» Objective
How many lines in the rows below contain the string "sleeve"? Case counts. Reply with the number alone.

===== Entries provided

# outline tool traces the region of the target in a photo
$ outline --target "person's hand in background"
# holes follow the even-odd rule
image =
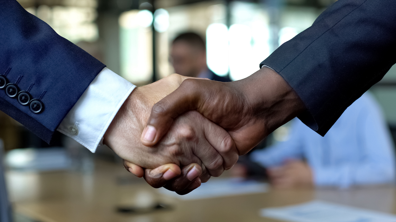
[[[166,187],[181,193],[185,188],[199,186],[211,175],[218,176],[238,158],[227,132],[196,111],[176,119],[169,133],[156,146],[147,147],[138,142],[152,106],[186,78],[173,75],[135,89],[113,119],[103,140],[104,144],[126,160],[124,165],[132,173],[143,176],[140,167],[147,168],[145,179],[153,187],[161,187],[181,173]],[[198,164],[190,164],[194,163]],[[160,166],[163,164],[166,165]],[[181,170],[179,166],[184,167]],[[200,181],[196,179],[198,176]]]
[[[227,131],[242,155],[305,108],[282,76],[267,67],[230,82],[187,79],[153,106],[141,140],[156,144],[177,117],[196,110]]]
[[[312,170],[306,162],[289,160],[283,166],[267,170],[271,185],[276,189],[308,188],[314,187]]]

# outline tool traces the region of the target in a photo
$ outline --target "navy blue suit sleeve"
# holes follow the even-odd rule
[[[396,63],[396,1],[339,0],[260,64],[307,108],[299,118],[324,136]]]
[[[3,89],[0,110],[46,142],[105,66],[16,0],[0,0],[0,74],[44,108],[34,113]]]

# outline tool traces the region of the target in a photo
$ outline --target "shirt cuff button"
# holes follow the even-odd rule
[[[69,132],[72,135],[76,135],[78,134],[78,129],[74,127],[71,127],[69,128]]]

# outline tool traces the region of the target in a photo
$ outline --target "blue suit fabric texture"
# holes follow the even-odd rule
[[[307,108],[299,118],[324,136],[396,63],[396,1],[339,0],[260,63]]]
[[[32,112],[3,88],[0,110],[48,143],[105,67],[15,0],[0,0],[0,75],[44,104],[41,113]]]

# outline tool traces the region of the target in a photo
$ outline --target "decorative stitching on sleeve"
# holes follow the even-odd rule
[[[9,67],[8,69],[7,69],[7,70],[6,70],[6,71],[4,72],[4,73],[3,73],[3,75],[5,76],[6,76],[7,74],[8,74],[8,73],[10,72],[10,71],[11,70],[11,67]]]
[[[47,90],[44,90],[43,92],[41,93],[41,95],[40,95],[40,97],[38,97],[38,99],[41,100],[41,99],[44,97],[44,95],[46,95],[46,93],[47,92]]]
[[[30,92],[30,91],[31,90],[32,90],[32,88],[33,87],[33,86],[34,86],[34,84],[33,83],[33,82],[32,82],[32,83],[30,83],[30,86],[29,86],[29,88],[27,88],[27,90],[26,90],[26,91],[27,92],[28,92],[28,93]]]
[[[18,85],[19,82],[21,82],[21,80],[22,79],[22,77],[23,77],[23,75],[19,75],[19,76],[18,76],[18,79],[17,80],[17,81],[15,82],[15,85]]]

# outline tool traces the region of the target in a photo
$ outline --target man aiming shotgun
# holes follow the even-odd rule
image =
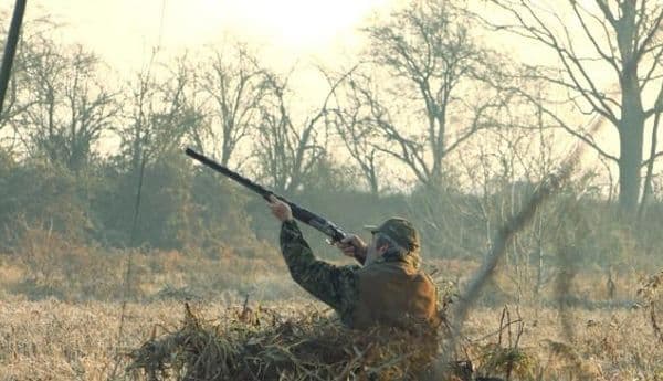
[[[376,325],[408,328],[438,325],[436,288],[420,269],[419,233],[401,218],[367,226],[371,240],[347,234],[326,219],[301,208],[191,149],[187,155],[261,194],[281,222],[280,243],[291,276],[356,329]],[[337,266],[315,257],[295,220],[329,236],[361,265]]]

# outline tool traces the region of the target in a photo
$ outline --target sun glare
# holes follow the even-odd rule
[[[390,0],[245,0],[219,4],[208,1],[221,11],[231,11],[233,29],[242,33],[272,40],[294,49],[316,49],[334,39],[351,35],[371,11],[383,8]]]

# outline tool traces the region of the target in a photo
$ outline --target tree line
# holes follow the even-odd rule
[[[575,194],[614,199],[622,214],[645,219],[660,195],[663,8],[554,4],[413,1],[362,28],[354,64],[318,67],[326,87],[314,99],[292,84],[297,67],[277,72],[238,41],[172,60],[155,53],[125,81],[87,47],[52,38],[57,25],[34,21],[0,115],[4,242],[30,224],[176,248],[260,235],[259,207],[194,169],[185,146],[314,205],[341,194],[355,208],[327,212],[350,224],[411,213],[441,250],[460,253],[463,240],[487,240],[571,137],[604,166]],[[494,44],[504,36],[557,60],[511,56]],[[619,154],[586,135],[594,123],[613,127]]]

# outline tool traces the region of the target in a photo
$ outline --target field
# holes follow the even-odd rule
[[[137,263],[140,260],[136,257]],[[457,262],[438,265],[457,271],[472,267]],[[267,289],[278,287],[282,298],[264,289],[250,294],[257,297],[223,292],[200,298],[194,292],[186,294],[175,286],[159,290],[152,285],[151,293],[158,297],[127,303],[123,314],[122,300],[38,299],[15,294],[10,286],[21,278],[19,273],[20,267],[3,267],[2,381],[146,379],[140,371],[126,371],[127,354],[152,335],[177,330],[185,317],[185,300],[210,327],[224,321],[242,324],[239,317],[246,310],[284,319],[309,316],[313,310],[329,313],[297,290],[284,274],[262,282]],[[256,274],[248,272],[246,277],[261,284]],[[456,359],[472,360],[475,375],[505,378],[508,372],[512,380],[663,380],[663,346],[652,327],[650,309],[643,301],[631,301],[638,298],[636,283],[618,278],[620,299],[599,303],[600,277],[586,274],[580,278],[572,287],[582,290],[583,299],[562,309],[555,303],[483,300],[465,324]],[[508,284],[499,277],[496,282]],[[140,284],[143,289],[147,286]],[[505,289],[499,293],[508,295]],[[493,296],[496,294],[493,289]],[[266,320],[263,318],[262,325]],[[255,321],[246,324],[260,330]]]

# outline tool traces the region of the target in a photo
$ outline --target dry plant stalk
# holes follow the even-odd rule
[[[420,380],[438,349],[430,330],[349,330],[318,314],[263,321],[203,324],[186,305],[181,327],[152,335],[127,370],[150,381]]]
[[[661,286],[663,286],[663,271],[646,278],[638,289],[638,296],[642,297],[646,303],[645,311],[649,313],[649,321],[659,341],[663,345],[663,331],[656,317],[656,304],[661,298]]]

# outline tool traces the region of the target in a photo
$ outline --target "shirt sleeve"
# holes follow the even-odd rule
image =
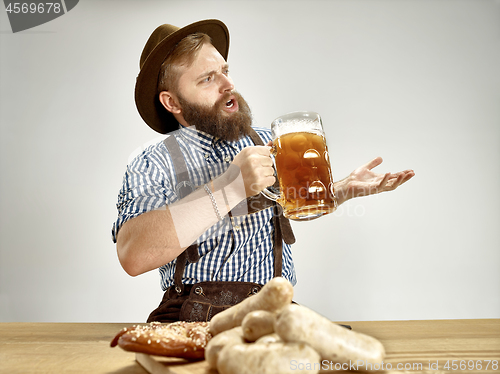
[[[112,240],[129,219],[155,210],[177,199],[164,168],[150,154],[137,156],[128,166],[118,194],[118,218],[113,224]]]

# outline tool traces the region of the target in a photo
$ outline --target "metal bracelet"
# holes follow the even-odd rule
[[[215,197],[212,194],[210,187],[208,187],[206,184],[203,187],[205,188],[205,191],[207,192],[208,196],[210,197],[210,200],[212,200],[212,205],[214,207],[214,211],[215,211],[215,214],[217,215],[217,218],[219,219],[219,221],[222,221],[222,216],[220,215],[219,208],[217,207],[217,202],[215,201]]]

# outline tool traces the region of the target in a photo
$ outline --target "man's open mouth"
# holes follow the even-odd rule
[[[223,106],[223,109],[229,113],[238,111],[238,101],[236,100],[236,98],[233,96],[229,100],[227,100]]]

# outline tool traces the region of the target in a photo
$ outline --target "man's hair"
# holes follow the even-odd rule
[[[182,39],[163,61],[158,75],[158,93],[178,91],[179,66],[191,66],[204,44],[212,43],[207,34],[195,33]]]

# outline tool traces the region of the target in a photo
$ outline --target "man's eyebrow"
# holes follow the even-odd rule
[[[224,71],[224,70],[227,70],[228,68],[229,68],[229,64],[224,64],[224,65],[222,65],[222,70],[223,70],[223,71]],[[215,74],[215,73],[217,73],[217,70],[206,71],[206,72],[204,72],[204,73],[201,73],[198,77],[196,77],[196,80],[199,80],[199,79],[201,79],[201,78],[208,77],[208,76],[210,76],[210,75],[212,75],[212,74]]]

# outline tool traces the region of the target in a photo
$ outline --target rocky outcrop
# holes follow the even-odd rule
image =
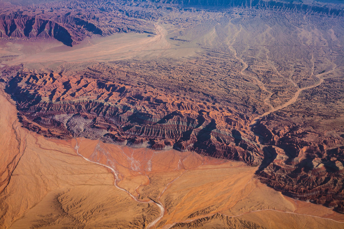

==========

» Answer for this exercise
3